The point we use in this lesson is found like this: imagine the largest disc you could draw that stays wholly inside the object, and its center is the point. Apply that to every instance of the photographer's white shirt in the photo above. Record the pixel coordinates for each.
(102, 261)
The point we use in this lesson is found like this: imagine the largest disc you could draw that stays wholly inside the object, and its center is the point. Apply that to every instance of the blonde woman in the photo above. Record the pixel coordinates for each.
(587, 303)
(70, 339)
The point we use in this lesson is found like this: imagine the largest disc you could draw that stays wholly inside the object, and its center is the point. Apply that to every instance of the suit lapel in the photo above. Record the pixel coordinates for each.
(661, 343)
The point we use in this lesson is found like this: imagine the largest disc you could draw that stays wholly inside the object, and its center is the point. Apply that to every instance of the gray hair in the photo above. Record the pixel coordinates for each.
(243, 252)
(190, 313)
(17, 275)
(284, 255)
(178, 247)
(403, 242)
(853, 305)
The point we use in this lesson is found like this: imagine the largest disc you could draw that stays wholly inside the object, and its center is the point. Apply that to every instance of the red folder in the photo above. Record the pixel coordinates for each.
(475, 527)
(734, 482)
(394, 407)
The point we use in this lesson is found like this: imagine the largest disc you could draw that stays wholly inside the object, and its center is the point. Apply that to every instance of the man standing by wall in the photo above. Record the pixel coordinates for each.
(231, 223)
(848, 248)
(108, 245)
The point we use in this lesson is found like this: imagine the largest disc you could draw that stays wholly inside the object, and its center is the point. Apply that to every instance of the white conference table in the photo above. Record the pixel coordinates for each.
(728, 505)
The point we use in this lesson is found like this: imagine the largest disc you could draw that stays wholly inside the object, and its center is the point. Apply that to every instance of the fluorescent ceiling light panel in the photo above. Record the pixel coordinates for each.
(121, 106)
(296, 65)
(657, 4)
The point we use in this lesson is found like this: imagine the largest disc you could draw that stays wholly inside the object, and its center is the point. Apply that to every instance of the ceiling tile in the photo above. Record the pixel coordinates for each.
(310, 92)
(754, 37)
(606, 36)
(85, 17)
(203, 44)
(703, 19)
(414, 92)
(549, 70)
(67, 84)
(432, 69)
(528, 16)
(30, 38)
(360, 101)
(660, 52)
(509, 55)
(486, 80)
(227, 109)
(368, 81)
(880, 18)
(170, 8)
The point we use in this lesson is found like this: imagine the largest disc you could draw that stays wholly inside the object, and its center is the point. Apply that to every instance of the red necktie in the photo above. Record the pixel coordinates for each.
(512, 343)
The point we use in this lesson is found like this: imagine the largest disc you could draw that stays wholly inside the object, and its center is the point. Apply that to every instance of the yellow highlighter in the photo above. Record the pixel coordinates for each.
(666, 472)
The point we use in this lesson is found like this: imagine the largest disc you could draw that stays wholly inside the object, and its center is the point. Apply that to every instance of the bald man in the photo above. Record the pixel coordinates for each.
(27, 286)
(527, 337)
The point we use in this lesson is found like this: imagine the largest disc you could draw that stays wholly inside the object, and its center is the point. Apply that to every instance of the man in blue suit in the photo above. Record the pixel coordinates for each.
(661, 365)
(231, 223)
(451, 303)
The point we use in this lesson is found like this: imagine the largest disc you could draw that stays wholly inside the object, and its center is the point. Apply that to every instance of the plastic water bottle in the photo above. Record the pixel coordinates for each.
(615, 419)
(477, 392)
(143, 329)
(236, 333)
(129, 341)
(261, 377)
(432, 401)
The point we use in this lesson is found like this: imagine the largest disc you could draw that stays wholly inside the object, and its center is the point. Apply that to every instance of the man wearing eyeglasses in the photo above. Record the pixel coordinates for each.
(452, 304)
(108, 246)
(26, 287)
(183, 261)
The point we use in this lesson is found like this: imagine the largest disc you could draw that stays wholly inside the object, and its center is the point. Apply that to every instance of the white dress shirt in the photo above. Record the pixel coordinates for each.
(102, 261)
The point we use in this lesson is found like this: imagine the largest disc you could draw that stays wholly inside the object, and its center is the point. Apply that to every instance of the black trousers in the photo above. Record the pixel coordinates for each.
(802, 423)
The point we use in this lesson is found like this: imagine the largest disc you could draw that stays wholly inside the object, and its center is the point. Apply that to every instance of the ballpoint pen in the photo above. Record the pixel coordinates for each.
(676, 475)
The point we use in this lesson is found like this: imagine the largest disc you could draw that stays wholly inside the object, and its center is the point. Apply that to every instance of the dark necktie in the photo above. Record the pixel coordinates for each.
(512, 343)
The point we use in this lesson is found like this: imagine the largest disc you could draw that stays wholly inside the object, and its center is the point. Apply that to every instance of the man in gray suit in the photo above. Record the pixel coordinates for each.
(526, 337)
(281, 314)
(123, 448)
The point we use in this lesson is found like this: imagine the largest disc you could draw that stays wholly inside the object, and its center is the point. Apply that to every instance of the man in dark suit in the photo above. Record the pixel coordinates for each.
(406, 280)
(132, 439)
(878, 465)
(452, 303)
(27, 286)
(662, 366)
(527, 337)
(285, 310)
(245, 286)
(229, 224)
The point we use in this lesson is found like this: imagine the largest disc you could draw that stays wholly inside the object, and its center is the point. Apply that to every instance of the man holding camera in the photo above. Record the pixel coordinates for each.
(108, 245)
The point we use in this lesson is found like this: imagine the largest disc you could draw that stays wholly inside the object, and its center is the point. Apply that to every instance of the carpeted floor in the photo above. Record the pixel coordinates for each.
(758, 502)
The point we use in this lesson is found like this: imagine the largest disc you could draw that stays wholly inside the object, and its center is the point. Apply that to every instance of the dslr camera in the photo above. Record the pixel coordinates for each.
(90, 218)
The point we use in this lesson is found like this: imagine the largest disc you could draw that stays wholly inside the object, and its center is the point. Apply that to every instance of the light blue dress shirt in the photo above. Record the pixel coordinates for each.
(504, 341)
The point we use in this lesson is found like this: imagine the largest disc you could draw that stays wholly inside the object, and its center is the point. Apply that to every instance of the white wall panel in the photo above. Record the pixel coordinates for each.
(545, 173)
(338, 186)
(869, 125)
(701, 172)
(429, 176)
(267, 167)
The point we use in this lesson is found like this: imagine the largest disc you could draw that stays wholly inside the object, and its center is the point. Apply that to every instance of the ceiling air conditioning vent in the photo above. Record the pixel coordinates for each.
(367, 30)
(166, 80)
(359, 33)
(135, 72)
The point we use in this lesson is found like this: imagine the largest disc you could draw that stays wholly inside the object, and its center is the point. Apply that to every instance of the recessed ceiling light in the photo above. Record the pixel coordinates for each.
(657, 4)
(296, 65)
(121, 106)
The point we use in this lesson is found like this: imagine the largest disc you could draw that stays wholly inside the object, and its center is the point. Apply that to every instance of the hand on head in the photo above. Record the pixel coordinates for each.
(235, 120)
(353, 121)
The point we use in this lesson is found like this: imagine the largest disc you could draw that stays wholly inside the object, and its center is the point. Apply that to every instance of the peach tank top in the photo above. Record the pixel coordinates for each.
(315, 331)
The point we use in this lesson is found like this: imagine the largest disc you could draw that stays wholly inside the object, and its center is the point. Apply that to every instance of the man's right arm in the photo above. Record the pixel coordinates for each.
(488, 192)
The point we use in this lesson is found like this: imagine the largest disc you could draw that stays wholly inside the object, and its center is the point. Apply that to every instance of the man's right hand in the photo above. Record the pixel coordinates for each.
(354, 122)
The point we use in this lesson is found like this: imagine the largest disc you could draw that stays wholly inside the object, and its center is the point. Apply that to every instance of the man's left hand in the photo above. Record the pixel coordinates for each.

□ □ □ □

Quote the line that contains "man's right hand" and each line after it through the end of the data, exactly, leaving out everything else.

Complete response:
The point we use in this lesson is found like this: imagine the largest disc you could draw that stays wholly inside the object, and its center is the point. Apply that to every instance of the man's right hand in the photo above. Record the pixel coordinates for each.
(354, 122)
The point we use in this lesson is found like this: imagine the largest disc you could draw that stays wholly inside the object, and its center is the point. Apply that to every instance of the man's left hand in the photo above. Record the pixel coordinates for each.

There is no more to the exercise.